Problem statement:
The entries below must be retyped exactly. Pictures are to be omitted.

(Text-to-region grounding data)

+ + + + +

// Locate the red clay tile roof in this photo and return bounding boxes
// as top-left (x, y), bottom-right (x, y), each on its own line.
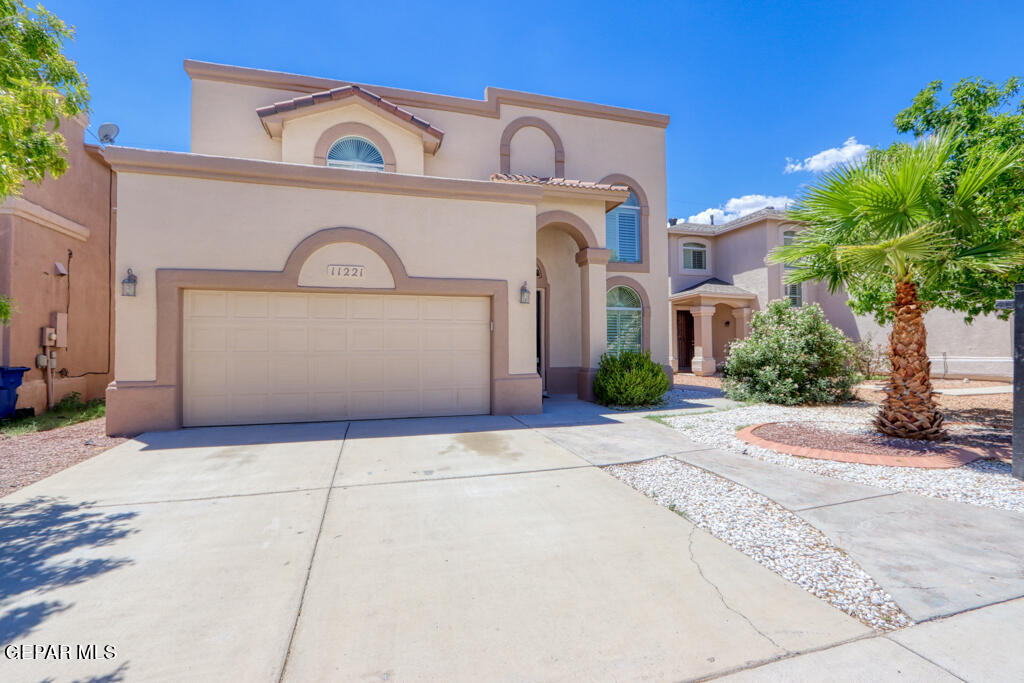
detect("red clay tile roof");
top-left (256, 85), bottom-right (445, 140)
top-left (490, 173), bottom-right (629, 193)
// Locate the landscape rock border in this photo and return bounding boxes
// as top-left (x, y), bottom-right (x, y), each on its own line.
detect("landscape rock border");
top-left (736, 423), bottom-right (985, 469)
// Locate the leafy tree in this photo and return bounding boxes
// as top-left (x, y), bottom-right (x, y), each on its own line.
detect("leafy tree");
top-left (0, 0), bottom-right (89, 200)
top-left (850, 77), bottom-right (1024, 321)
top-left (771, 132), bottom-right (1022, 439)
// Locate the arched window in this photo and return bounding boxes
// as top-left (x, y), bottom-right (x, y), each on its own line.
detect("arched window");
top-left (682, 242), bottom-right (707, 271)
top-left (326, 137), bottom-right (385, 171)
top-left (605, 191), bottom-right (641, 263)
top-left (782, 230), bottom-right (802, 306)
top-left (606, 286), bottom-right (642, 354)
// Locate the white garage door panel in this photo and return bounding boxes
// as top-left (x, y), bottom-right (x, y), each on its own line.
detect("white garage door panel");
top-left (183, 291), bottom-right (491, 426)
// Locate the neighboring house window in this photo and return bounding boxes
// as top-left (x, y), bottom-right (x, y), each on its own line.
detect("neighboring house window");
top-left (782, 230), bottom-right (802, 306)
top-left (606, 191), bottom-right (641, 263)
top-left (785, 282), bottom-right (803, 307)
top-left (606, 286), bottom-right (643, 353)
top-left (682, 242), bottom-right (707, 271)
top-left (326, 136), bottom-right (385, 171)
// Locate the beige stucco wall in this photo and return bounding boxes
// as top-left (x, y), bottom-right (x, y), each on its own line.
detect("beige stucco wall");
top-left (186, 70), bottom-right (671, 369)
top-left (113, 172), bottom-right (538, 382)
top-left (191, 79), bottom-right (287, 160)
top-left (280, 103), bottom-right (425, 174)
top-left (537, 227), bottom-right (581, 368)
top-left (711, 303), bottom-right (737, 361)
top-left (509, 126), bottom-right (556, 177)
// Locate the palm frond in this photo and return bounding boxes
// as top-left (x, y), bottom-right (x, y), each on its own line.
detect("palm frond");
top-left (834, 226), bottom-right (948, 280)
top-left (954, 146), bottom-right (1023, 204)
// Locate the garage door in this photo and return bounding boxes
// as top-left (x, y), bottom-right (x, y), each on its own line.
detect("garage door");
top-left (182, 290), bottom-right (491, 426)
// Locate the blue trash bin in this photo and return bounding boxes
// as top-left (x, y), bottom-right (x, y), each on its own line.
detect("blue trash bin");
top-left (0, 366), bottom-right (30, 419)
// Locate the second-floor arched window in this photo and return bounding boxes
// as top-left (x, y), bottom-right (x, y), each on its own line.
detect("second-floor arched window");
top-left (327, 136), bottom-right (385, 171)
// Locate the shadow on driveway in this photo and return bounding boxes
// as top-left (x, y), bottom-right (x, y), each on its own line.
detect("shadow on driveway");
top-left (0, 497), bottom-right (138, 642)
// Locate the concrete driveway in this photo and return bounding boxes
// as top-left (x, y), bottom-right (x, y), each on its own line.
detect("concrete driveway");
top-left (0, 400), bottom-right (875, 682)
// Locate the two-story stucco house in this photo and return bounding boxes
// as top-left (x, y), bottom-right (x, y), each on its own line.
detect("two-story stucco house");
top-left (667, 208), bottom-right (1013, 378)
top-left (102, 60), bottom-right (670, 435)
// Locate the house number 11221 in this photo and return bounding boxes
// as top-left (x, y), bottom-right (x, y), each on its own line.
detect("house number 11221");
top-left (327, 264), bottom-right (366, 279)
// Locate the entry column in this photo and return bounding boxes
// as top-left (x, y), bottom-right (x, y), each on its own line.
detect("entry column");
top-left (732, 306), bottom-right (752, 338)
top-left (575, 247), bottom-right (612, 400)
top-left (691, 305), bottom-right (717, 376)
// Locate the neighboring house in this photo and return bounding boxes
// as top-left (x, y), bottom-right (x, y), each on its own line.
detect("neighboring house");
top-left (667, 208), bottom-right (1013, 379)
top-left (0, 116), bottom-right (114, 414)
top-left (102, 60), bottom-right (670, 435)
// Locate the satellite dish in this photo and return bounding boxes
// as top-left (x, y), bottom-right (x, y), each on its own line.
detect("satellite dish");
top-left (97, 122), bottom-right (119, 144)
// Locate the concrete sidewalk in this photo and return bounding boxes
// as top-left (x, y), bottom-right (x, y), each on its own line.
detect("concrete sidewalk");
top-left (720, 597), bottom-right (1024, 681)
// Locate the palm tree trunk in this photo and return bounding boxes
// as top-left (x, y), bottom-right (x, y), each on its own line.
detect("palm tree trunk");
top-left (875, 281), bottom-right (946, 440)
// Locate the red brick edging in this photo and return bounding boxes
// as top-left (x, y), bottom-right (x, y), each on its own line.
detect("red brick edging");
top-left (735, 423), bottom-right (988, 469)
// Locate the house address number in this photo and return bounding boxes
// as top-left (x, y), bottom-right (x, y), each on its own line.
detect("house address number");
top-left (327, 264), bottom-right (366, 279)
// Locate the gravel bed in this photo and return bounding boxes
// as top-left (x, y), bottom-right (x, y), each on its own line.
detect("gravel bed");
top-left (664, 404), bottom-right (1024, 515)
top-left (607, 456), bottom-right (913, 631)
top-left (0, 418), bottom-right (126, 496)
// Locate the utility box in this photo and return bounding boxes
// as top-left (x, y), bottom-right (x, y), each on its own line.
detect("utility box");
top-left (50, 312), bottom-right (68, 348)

+ + + + +

Solution:
// Locate the red clay tile roof in this photo and return bounding boxes
// as top-left (x, y), bottom-right (x, y), each on its own line.
detect("red clay tile roof");
top-left (256, 85), bottom-right (445, 140)
top-left (490, 173), bottom-right (629, 193)
// Locate the landscape rock border in this photo and return bounding boxes
// as top-left (x, y), bottom-right (x, y), each on its own line.
detect("landscape rock border");
top-left (736, 423), bottom-right (985, 469)
// Locate the leafy tree in this photo and return bounding boxes
// as top-left (x, y), bottom-right (x, y), each on its own line.
detect("leafy tree");
top-left (0, 0), bottom-right (89, 200)
top-left (850, 77), bottom-right (1024, 321)
top-left (771, 132), bottom-right (1022, 439)
// Locate the arched window in this photo and return bounding boxes
// as top-left (x, y), bottom-right (x, y), each on its own line.
detect("arched window");
top-left (682, 242), bottom-right (707, 271)
top-left (326, 137), bottom-right (385, 171)
top-left (605, 191), bottom-right (641, 263)
top-left (782, 230), bottom-right (802, 306)
top-left (606, 286), bottom-right (642, 354)
// Locate the white garage door panel in this photo and return bounding boxes
// as top-left (x, y), bottom-right (x, y), each on its own line.
detect("white garage door panel");
top-left (183, 291), bottom-right (491, 426)
// Locate the neighboring house window in this photo and return bounding boxes
// as top-left (x, y), bottom-right (x, y), each on its own line.
detect("neighboring house window");
top-left (782, 230), bottom-right (802, 306)
top-left (606, 191), bottom-right (641, 263)
top-left (785, 282), bottom-right (803, 307)
top-left (606, 286), bottom-right (643, 353)
top-left (682, 242), bottom-right (707, 271)
top-left (326, 136), bottom-right (385, 171)
// Locate the beige stucco wall in this photo and return bounding boxes
// as top-left (x, y), bottom-right (x, y), each on its own line.
detect("beige stucco wall");
top-left (186, 70), bottom-right (671, 369)
top-left (113, 172), bottom-right (538, 382)
top-left (191, 79), bottom-right (287, 160)
top-left (280, 103), bottom-right (425, 174)
top-left (537, 227), bottom-right (581, 368)
top-left (711, 303), bottom-right (737, 361)
top-left (509, 126), bottom-right (556, 177)
// Locate the palm frond in this photo and return bounding boxes
// as top-left (x, y), bottom-right (x, y), each on its own line.
detect("palm frond");
top-left (834, 226), bottom-right (948, 280)
top-left (954, 146), bottom-right (1023, 204)
// Locate the garage door in this photo and return bounding boxes
// as top-left (x, y), bottom-right (x, y), each on its own line.
detect("garage door");
top-left (182, 290), bottom-right (491, 426)
// Locate the blue trash bin in this photo and return bounding boxes
// as top-left (x, y), bottom-right (x, y), each on its own line.
detect("blue trash bin");
top-left (0, 366), bottom-right (30, 419)
// Locate the second-floor arched window in this photo and return bounding boxes
// as top-left (x, y), bottom-right (x, y), each on its own line.
detect("second-floor arched window");
top-left (327, 136), bottom-right (385, 171)
// Locate the shadow on driveway in this photo and return bounding boxes
// as top-left (x, y), bottom-right (x, y), each on its own line.
detect("shadow on driveway");
top-left (0, 497), bottom-right (138, 642)
// Locate the concrete driveway in this photo and return bounding boxes
// as top-left (x, y), bottom-right (x, y), each on its own line.
detect("concrete driveway");
top-left (0, 400), bottom-right (875, 682)
// Locate the two-story stucco house in this photo and return bounding boxes
// as top-left (x, y), bottom-right (x, y), each on its own line.
detect("two-story stucco house");
top-left (667, 208), bottom-right (1013, 378)
top-left (102, 60), bottom-right (670, 435)
// Locate the house number 11221 in this photo and return bounding boxes
// as top-left (x, y), bottom-right (x, y), each on its own line.
detect("house number 11221");
top-left (327, 264), bottom-right (366, 279)
// Locate the entry column in this photo and return bounding boxes
// as top-left (x, y), bottom-right (x, y), each on its own line.
detect("entry column");
top-left (732, 306), bottom-right (752, 338)
top-left (575, 247), bottom-right (612, 400)
top-left (691, 305), bottom-right (717, 376)
// Locate the neighboring house in this photo and return bounding boxes
// as top-left (x, y), bottom-right (x, y), each on its own line.
detect("neighboring house");
top-left (667, 208), bottom-right (1013, 379)
top-left (0, 116), bottom-right (114, 414)
top-left (102, 60), bottom-right (670, 435)
// Locate the satellite dish in this photo and return bounding boxes
// as top-left (x, y), bottom-right (x, y), each on its own line.
detect("satellite dish");
top-left (97, 122), bottom-right (119, 144)
// Locate the concrete sidewalk in this photo and return bounding boxes
// as top-left (x, y), bottom-right (x, y), each on its own line.
detect("concrete sidewalk");
top-left (720, 597), bottom-right (1024, 681)
// Locate the palm tree trunk in this photo and return bounding boxes
// as top-left (x, y), bottom-right (x, y), each on its own line.
detect("palm tree trunk");
top-left (875, 281), bottom-right (946, 440)
// Locate the red brick edging in this photo and return bounding boxes
// as top-left (x, y), bottom-right (x, y), each on its own line.
detect("red brick edging");
top-left (735, 423), bottom-right (988, 469)
// Locate the house address number in this photo and return bounding boxes
// as top-left (x, y), bottom-right (x, y), each on its own line.
detect("house address number");
top-left (327, 264), bottom-right (366, 279)
// Locate the gravel bed in this photo and return bounding boxes
// as top-left (x, y), bottom-right (x, y), each on its own line.
detect("gravel bed");
top-left (664, 404), bottom-right (1024, 515)
top-left (607, 456), bottom-right (913, 631)
top-left (0, 418), bottom-right (126, 496)
// Locate the utility box in this photo and return bounding boxes
// as top-left (x, y), bottom-right (x, y), each on its own line.
detect("utility box");
top-left (50, 312), bottom-right (68, 348)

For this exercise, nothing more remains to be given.